TO BE DONE:
Give back exactly the lines from the one containing "Target: clear blue sky" through the end of the records, including both, and no others.

Entries taken from a collection
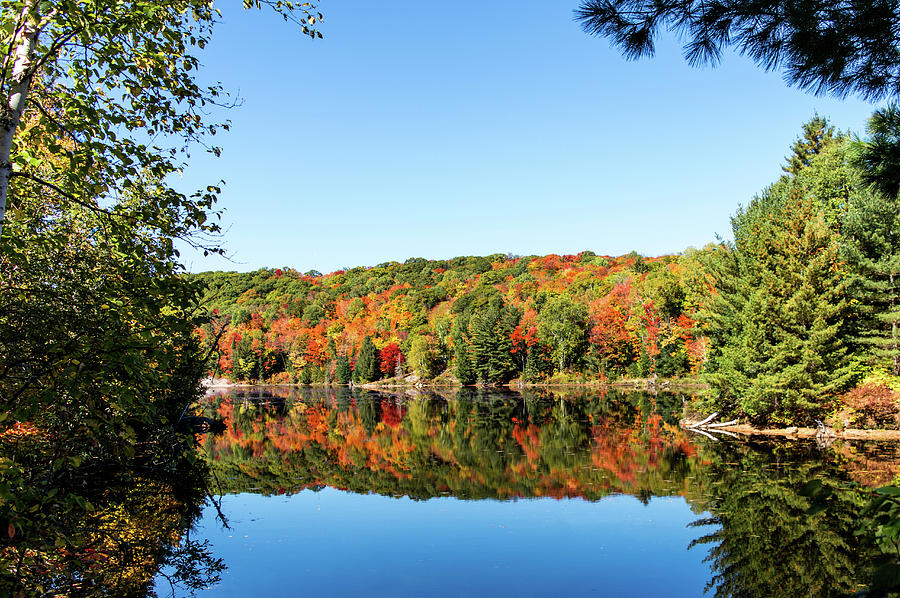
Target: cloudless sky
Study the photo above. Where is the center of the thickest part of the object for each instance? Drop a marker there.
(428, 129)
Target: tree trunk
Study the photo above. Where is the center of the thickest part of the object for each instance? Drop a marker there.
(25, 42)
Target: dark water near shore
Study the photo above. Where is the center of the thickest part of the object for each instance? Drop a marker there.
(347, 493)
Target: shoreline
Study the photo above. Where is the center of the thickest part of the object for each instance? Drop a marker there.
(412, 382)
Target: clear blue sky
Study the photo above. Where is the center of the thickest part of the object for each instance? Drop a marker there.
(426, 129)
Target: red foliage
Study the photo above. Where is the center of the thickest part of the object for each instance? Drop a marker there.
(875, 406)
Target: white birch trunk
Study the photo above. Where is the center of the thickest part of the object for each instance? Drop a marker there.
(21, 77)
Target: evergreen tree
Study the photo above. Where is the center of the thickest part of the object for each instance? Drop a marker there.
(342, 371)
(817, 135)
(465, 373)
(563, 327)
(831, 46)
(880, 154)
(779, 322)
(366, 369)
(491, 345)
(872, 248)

SOLUTION TO THIS PROBLEM:
Target: clear blue sky
Study the photo above. Where is the center of the thickest part of the object for each instance? Drop a marker there.
(426, 129)
Target: red foliage
Study the photo above. Where is the center of the thickest part of the object for each instance? Drop a marker there.
(875, 406)
Target: white birch trunk
Study the photo above. Where is the center of the thickest part of the object for each instance? Drop a marker there.
(21, 77)
Target: evergreen tree
Study the photo above. Where is the center of the thickest part of the object for each instance? Drop a marker there.
(342, 371)
(817, 135)
(465, 373)
(563, 327)
(831, 46)
(880, 154)
(779, 322)
(366, 369)
(491, 345)
(872, 248)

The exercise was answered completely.